*WHAT NEEDS TO BE DONE*: Identify every line in the rows below that contains the word "soil", and copy each of those lines.

[Point annotation dataset rows]
* begin *
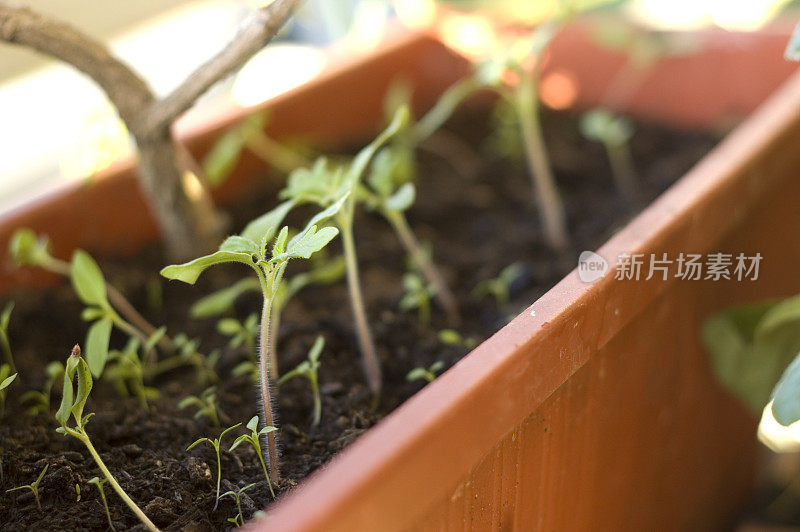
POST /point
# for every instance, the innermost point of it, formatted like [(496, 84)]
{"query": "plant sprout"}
[(428, 374), (308, 369), (500, 286), (39, 400), (6, 378), (206, 404), (389, 195), (72, 405), (33, 487), (5, 344), (417, 296), (523, 96), (252, 247), (99, 483), (254, 439), (249, 134), (215, 443), (614, 132), (455, 338), (328, 185), (239, 519)]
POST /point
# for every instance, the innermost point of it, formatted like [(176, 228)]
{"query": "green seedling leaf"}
[(87, 279), (238, 244), (5, 383), (786, 396), (222, 301), (792, 52), (190, 271), (256, 230), (97, 345), (403, 198)]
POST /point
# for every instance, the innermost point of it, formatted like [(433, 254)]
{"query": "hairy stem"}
[(442, 294), (369, 356), (266, 396), (111, 480), (551, 210)]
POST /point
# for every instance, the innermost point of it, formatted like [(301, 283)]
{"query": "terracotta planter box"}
[(599, 411)]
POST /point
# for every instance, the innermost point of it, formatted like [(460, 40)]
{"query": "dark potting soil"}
[(477, 225)]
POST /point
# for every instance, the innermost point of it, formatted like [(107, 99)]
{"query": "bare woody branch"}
[(188, 221), (256, 32)]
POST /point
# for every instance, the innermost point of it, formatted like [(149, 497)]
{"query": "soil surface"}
[(477, 224)]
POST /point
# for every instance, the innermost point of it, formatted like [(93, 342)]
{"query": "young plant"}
[(455, 338), (73, 402), (614, 132), (500, 286), (239, 519), (252, 248), (99, 483), (517, 83), (388, 193), (105, 302), (425, 374), (254, 439), (206, 404), (6, 378), (215, 443), (329, 185), (33, 487), (323, 271), (39, 400), (5, 343), (308, 370), (417, 296)]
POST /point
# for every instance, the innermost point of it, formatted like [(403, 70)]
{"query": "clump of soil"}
[(477, 226)]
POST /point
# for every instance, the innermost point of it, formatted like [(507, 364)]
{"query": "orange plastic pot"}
[(595, 408)]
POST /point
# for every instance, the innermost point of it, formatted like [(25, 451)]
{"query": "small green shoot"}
[(455, 338), (206, 404), (254, 439), (614, 132), (328, 185), (5, 343), (99, 483), (417, 296), (266, 249), (428, 375), (39, 400), (308, 369), (500, 286), (73, 402), (215, 443), (6, 378), (239, 519), (33, 487)]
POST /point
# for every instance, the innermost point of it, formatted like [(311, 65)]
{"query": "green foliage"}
[(792, 52), (206, 404), (308, 369), (33, 487), (6, 378), (417, 296), (5, 342), (500, 286), (750, 347), (253, 438), (425, 374), (99, 483), (215, 443), (39, 400), (239, 519)]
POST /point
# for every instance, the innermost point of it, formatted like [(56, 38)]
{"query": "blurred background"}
[(57, 126)]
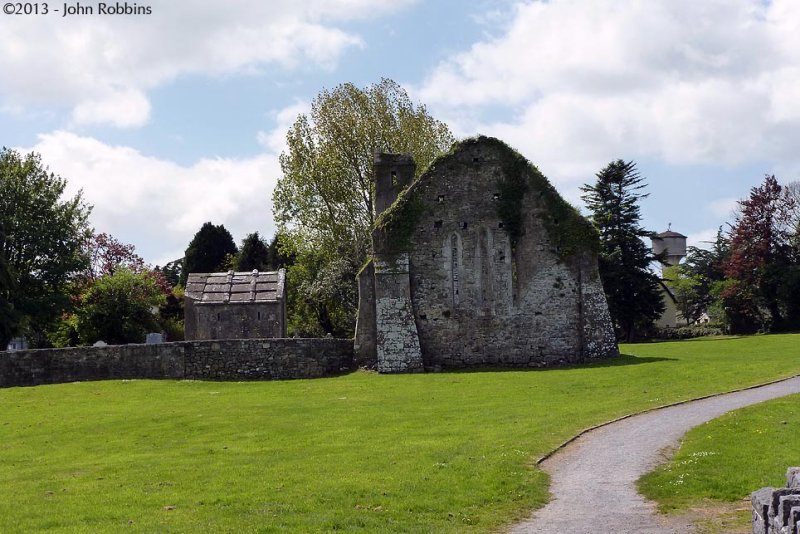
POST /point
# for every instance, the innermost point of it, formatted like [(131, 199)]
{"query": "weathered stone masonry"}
[(777, 510), (228, 359), (478, 262)]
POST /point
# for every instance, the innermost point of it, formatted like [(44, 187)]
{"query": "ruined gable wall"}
[(476, 302)]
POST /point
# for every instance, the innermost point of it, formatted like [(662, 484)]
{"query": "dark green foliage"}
[(632, 290), (323, 203), (689, 332), (396, 224), (41, 236), (569, 231), (172, 271), (208, 251), (254, 254), (513, 187), (117, 308)]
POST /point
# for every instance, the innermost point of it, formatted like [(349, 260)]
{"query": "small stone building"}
[(478, 262), (235, 305), (673, 247)]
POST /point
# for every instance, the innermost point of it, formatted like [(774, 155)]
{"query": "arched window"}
[(454, 267)]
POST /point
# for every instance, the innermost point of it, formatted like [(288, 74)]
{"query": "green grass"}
[(726, 459), (449, 452)]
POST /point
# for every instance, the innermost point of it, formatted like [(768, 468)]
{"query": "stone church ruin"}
[(478, 262)]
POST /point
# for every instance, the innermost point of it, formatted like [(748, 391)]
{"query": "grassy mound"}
[(726, 459), (448, 452)]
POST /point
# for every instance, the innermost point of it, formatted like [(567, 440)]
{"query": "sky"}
[(176, 116)]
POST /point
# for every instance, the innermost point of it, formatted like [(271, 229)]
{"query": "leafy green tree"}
[(685, 287), (119, 308), (172, 271), (41, 235), (324, 202), (632, 290), (706, 268), (254, 254), (211, 249)]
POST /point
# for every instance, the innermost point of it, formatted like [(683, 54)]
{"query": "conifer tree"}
[(632, 290), (208, 251), (254, 254)]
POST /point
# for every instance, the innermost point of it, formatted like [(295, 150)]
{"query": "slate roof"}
[(669, 233), (241, 287)]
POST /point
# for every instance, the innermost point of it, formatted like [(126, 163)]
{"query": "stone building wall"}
[(482, 294), (235, 320), (230, 359), (777, 510)]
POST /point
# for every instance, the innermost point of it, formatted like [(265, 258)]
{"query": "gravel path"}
[(593, 478)]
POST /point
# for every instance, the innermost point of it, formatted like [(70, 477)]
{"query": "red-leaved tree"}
[(759, 248)]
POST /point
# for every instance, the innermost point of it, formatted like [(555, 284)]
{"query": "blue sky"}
[(174, 118)]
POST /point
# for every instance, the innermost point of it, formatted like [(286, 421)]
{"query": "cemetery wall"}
[(229, 359)]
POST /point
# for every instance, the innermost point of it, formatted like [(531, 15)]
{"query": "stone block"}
[(793, 477), (785, 505), (761, 500), (153, 338)]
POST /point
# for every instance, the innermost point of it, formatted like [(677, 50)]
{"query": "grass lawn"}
[(726, 459), (447, 452)]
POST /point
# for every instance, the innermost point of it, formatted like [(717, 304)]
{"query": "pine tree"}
[(254, 254), (208, 251), (632, 290)]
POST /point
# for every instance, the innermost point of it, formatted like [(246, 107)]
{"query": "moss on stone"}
[(396, 224), (569, 231)]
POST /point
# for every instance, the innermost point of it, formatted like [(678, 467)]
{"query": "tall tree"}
[(254, 254), (208, 251), (41, 235), (760, 260), (632, 290), (706, 268), (118, 308), (323, 203), (106, 254)]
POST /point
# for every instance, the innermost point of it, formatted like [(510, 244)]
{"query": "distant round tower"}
[(673, 243)]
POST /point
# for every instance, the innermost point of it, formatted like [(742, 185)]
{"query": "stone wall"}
[(230, 359), (463, 280), (777, 511)]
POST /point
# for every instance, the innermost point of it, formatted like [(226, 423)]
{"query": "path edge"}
[(654, 409)]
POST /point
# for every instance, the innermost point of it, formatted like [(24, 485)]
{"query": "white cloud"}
[(275, 139), (102, 66), (586, 81), (158, 205), (723, 207), (702, 239), (126, 108)]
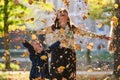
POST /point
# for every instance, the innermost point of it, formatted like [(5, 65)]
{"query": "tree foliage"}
[(101, 9)]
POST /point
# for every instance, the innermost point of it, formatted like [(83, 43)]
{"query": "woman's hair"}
[(56, 22)]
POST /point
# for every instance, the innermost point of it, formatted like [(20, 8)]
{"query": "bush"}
[(12, 65)]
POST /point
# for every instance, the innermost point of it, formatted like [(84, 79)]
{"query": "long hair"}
[(56, 24)]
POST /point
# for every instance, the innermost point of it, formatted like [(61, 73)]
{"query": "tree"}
[(101, 9), (114, 46)]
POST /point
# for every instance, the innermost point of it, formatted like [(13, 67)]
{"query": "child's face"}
* end *
*EXERCISE RESPONSE*:
{"query": "dark potting soil"}
{"query": "soil surface"}
{"query": "clump of soil"}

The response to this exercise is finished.